### DOCUMENT SECTION
With that game over, the cameras here are now turning to back to healthcare, where Brown’s victory has big implications. Democrats had succeeded in passing healthcare reform bills in both the House and Senate, leaving just the process of hammering out a single compromise bill for Obama to sign. Brown’s victory reduces Democrat flexibility in that process; with only 59 votes in the Senate, they can no longer overcome Republican filibusters, meaning much less freedom to play with for the Senate bill. One alternative is to persuade the House to pass the Senate bill without edits, but that’s not comfortable stuff for Democrats facing difficult midterms, and now fearful of more Brown-style insurgencies.

From a British perspective, the election turnaround itself may be more interesting – and it is difficult to overstate how surprising that turnaround was. In 2008, Obama won 62% of the MA vote. In November, some polls put Coakley 30 points ahead. In early January the gap was still 17 points. The race was expected to be so boring that no exit polls were even conducted: no news organisation thought the result would be interesting enough to merit the cost.

So what happened? The most convincing interpretation I’ve seen is given by Matt Bai of the New York Times. Rather than seeing the vote as a referendum on healthcare, or the economy, Bai points to the ‘little guy’ rhetoric of Brown’s campaign: ‘The most prevalent ideology of the era,’ he notes, ‘seems to be not liberalism over conservatism so much as anti-incumbency, a reflexive distrust of whoever has power and a constant rallying cry for systemic reform.’ The president presented that same analysis today, saying, in an interview with ABC News: ‘The same thing that swept Scott Brown into office swept me into office. People are angry, they are frustrated.’

That’s not exactly great news for Labour, but are there lessons we can draw? Christopher Beam of Slate magazine offers three suggestions to incumbents facing a change candidate:

1. Say you’re still sorting out the mess made by the last guys
2. Get fired up about an ongoing, uncompleted mission,
3. Reveal your opponent as a charlatan – an establishment candidate in ‘change’ clothing

Those will all sound familiar to Labour strategists but, instead, the most encouraging lesson from the Democrats’ loss in Massachusetts may be simpler – even change candidates quickly become vulnerable to a dose of their own medicine. If the Tories ride in on a platform of change, they had better deliver some, and quickly.

### RAW DATA
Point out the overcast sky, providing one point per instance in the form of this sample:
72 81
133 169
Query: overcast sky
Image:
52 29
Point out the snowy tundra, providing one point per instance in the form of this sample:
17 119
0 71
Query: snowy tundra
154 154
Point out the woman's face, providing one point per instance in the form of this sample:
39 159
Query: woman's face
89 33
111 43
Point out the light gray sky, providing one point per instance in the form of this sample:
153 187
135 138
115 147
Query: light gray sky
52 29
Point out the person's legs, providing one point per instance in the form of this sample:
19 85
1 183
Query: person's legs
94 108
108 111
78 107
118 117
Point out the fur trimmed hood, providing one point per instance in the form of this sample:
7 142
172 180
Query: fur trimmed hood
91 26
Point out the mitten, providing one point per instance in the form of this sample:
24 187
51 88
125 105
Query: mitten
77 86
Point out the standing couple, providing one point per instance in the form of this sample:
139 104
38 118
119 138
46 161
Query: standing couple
--
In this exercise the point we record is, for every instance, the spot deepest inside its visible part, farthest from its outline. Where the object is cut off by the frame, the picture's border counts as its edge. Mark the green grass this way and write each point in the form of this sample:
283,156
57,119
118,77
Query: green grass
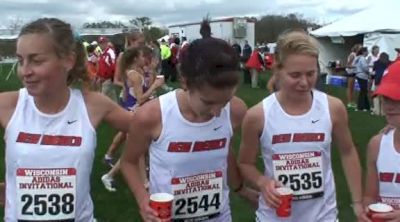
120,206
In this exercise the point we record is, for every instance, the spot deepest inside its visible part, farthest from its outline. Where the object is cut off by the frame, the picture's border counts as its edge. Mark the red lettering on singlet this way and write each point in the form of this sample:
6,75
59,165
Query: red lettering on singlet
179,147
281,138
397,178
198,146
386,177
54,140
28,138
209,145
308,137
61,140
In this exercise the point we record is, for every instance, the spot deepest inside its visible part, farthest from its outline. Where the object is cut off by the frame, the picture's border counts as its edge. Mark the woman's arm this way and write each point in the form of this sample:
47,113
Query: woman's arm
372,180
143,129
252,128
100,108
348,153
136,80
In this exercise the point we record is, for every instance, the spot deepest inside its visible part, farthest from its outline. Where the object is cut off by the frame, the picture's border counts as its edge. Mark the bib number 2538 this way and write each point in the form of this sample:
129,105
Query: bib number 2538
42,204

### YOUR TASKS
1) In the piece on the Massachusetts Senate race, what share of the Massachusetts vote did Obama win in 2008?
2) Quote the piece on the Massachusetts Senate race, starting at the words "From a British" and stopping after "merit the cost.".
Base each answer on the text alone.

### LIST OF ANSWERS
1) 62%

2)
From a British perspective, the election turnaround itself may be more interesting – and it is difficult to overstate how surprising that turnaround was. In 2008, Obama won 62% of the MA vote. In November, some polls put Coakley 30 points ahead. In early January the gap was still 17 points. The race was expected to be so boring that no exit polls were even conducted: no news organisation thought the result would be interesting enough to merit the cost.